# Page text start

UNLIKE THE SPEND-OUT EXEMPTION, THE SMALL ISSUER EXEMPTION CREATES A PROSPECTIVE OR "LOOK-FORWARD" TEST. THIS TEST REQUIRES THAT A SCHOOL DISTRICT OR COUNTY INTEND, AT THE TIME OF ISSUE, TO SPEND AT LEAST 95% OF THE PROCEEDS OF THE CERTIFICATE ON ITS LEGITIMATE GOVERNMENTAL EXPENSES. IF THIS INTENTION DOES NOT EXIST OR CANNOT BE JUSTIFIED BY REASONABLE PROJECTIONS, THEN THE SCHOOL DISTRICT OR COUNTY MUST PAY REBATE.

INCIDENTLY, COUNTIES WHICH ARE BENEFICIARIES OF PUBLIC TRUSTS THAT ISSUE TAX-EXEMPT BONDS SHOULD CONSIDER THE AGGREGATION RULES SET FORTH IN 148(F)(4)(D) OF THE CODE IN DETERMINING WHETHER THEY MEET THE EXEMPTION'S $5,000, 000 CEILING.

POTENTIAL CONSEQUENCES OF NON-COMPLIANCE

THERE ARE A NUMBER OF POTENTIAL CONSEQUENCES WHICH MAY ARISE IN THE EVENT A SCHOOL DISTRICT OR COUNTY FAILS TO COMPLY WITH THE FEDERAL AND STATE RESTRICTIONS PERTAINING TO THE ISSUANCE OF TAX EXEMPT CERTIFICATES OF INDEBTEDNESS. THE POTENTIAL CONSEQUENCES FALL GENERALLY INTO THREE CATEGORIES.

FIRST ARE POTENTIAL FEDERAL CONSEQUENCES. CERTIFICATES THAT FAIL TO COMPLY MAY BE DEEMED TO BE ARBITRAGE BONDS WITHIN 103 OF THE CODE AND DENIED TAX-EXEMPT STATUS. A SCHOOL DISTRICT OR COUNTY MIGHT ALSO BE REQUIRED TO PAY REBATE TO THE UNITED STATES ON PAST ARBITRAGE EARNINGS. FURTHER, THERE IS THE POTENTIAL THAT A SCHOOL DISTRICT OR COUNTY WOULD BE DISQUALIFIED FROM EXECUTING ARBITRAGE CERTIFICATES AND WOULD, THEREFORE, BE UNABLE TO ISSUE ADDITIONAL TAX-EXEMPT BONDS, INCLUDING TAX-EXEMPT GENERAL OBLIGATION BONDS. TREAS.REG. 103-13(A).

# Page text end
# Available data start

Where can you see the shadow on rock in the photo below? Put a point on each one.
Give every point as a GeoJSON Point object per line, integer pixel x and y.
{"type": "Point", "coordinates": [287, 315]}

# Available data end

Decide whether each statement below agrees with the certificate text above. Give yes or no for each, with the deciding words quoted from the text. 1. The small issuer exemption judges how proceeds were actually spent after the fact. 2. The required intent is to spend at least 95% of the proceeds on legitimate governmental expenses. 3. The possible results of non-compliance fall into four general groups.

#### Complete response:
1. No: 'THE SMALL ISSUER EXEMPTION CREATES A PROSPECTIVE OR "LOOK-FORWARD" TEST.'
2. Yes: "TO SPEND AT LEAST 95% OF THE PROCEEDS OF THE CERTIFICATE ON ITS LEGITIMATE GOVERNMENTAL EXPENSES."
3. No: "THE POTENTIAL CONSEQUENCES FALL GENERALLY INTO THREE CATEGORIES."